*INFORMATION GIVEN*.

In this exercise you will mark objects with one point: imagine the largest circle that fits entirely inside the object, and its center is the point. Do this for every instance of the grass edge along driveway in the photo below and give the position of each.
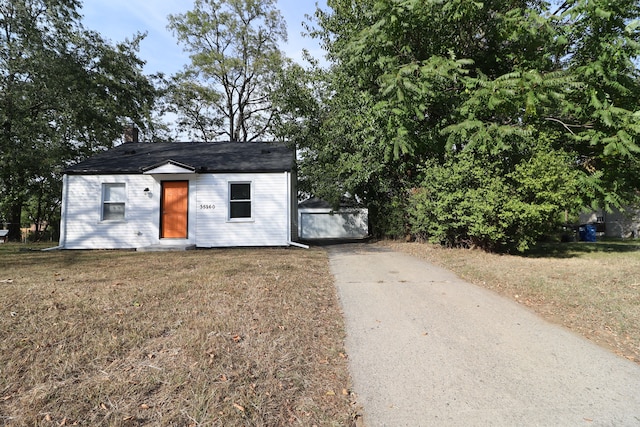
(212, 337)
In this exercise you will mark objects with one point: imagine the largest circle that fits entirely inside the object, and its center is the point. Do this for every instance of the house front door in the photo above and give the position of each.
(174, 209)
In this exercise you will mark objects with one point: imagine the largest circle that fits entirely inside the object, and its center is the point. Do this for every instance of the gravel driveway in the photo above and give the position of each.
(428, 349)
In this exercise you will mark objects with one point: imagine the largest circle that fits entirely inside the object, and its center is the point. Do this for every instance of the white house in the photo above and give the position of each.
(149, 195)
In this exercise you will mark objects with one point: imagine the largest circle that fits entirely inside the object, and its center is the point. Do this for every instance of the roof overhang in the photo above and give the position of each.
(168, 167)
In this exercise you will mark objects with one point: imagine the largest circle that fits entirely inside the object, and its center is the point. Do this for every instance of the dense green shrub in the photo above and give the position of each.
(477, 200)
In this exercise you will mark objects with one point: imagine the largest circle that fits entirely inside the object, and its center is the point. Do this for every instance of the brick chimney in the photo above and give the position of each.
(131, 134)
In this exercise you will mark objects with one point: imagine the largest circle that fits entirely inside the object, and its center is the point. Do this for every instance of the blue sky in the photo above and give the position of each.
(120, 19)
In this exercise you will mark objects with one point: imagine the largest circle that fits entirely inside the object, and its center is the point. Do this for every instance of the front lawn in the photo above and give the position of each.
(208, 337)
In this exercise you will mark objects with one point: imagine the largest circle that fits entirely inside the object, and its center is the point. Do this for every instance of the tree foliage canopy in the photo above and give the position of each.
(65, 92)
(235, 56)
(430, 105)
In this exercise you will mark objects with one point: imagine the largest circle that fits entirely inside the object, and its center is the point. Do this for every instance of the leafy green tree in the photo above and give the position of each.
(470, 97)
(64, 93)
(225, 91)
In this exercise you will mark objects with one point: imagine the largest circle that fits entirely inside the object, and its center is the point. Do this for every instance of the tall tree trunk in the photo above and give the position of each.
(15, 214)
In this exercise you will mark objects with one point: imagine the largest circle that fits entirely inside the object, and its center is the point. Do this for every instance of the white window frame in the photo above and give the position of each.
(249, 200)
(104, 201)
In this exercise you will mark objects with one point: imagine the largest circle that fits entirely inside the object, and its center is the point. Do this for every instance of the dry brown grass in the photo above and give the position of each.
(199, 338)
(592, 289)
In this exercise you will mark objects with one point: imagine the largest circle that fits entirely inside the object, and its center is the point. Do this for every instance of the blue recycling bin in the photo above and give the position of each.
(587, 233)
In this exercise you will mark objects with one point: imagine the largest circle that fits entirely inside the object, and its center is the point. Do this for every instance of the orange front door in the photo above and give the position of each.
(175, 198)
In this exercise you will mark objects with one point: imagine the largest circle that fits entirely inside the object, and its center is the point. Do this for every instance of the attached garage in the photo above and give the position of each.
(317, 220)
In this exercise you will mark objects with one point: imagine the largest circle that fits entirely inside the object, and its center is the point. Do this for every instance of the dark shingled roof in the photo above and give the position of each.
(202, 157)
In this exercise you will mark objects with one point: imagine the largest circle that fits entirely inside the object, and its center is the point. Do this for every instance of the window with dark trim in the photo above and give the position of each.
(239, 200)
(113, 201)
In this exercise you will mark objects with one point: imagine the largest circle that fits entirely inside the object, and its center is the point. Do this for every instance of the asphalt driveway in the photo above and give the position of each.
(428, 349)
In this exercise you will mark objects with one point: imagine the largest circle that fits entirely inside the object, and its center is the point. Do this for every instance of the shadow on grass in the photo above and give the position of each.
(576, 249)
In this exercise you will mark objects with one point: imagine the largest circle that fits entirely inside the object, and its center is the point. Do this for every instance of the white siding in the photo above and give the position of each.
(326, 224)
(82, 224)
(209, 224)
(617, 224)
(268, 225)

*WHAT YOU NEED TO DO*. Working from the lines above, reproduce the material exactly and exclude its pictures.

*RESPONSE AREA*.
In this exercise you will mark objects with one point: imagine the largest circle that fits entirely inside the object, and its center is the point. Do this for every instance of the grass edge along driveway in the photo below and give the position of each.
(212, 337)
In this exercise you will mark objects with one point: imagine the largest circle that fits entirely inside the object, and its center is the point. Do this for every instance of the house front door in the photo above and give the position of each.
(174, 209)
In this exercise you will mark objects with one point: imagine the largest circle that fits entirely inside the object, and its center is the point. Do this for every instance of the gravel driveway in the photo above and give the position of each.
(428, 349)
In this exercise you will mark objects with one point: imagine the largest circle that fits entirely inside the object, and its center is the point. Do this for every instance of the white house in the photo above and give the position of each.
(149, 195)
In this exercise you will mark objects with one point: imagine the largest circle that fits entirely inside the object, and its center is the point. Do this for every instance of the roof overhang in the photo above and give the position of each.
(168, 167)
In this exercise you will mark objects with one point: imagine the largest circle that fits entirely inside the object, and its center is the point. Do this for every instance of the dense green shrub in the photo above and give the position of each.
(477, 200)
In this exercise you will mark objects with one point: imagine the largest circle that fits entirely inside the object, and its center is the point. Do this for every instance of the brick chimney in the photo above and give the position of each.
(131, 134)
In this exercise you will mark objects with one point: imagine the largest circle that fits entirely inside the object, and its center is the point. Do this for every instance of the blue sky in the photo above and give the position of each.
(120, 19)
In this exercise you will mark objects with one point: imagine the largest circle that fits entirely inside the object, and its center is the point. Do this for every instance of the front lawn in the photo above and give the position of each.
(208, 337)
In this exercise you will mark objects with one point: imagine the largest circle that fits entirely inside the object, and its center is the point. Do this for every instance of the tree foliage canopy in the photo above and give the position of each.
(65, 92)
(235, 56)
(430, 105)
In this exercise you will mark objects with one point: imagine the largest circle that fits entirely inside the object, and its center is the point. Do this for every instance of the leafy green tree in the photo above and give the position of each.
(470, 97)
(64, 93)
(225, 91)
In this exercise you will mark objects with one point: imagine the largest circle that fits entirely inside the object, and its center is the point. Do this for every instance of the tall tree trunk in the photo above and give the position of each.
(15, 214)
In this exercise you will mark objects with one point: imagine the largest circle that fits entirely inside the object, and its center is the point. Do this for every instance of the white window frame in the photo above and give the position of each.
(249, 200)
(104, 201)
In this exercise you will mark objects with one point: imagine the largest circle that fits entirely inside the object, and its center is the point. Do this for every instance of the dry brown grass in the photo above and give the position of each.
(199, 338)
(592, 289)
In this exercise you will mark objects with one point: imagine the largest circle that fits entirely inside the object, and its center is the point. Do this for every instance of the blue recycling bin in the photo above and give the position of each.
(587, 233)
In this exercise you will mark objects with one point: imagine the largest circle that fits entirely inside the object, and its center is the point. Do this for every instance of the orange front door in the photo above and give the position of each.
(175, 198)
In this exercise you will mark objects with one point: imagine the largest circle that fits entirely inside the object, and its center is the point. Do this for every instance of the attached garage in the photo above and give the position of each.
(317, 220)
In this exercise you will mark objects with one point: imagine the largest circle that fits entirely inside the object, and its center is the point. Do this for every instance of the dark shingled roof in the photo above and give the position of each.
(202, 157)
In this exercise you will mark objects with one point: imagine the largest circle that fits entirely inside the object, and its center is the point. Do this for every instance of the window with dark trim in the photo above and give the position of each.
(239, 200)
(113, 201)
In this exercise you will mark objects with one point: imagine the largest circle that fits entirely inside the object, and its center is the point. Do this for every instance of the asphalt driveway in the photo above and give the position of each.
(428, 349)
In this exercise you will mark objects with one point: imagine the largest circle that fits entirely inside the object, and its center is the point. Do this for every instance of the shadow on grass in the photo above and give the position of each.
(576, 249)
In this exercise you will mark objects with one point: imagine the largest circle that fits entirely inside the object, and its center is the point. Do this for every instance of the white siding in the photo above and give the position of each.
(326, 224)
(82, 224)
(209, 224)
(617, 224)
(268, 225)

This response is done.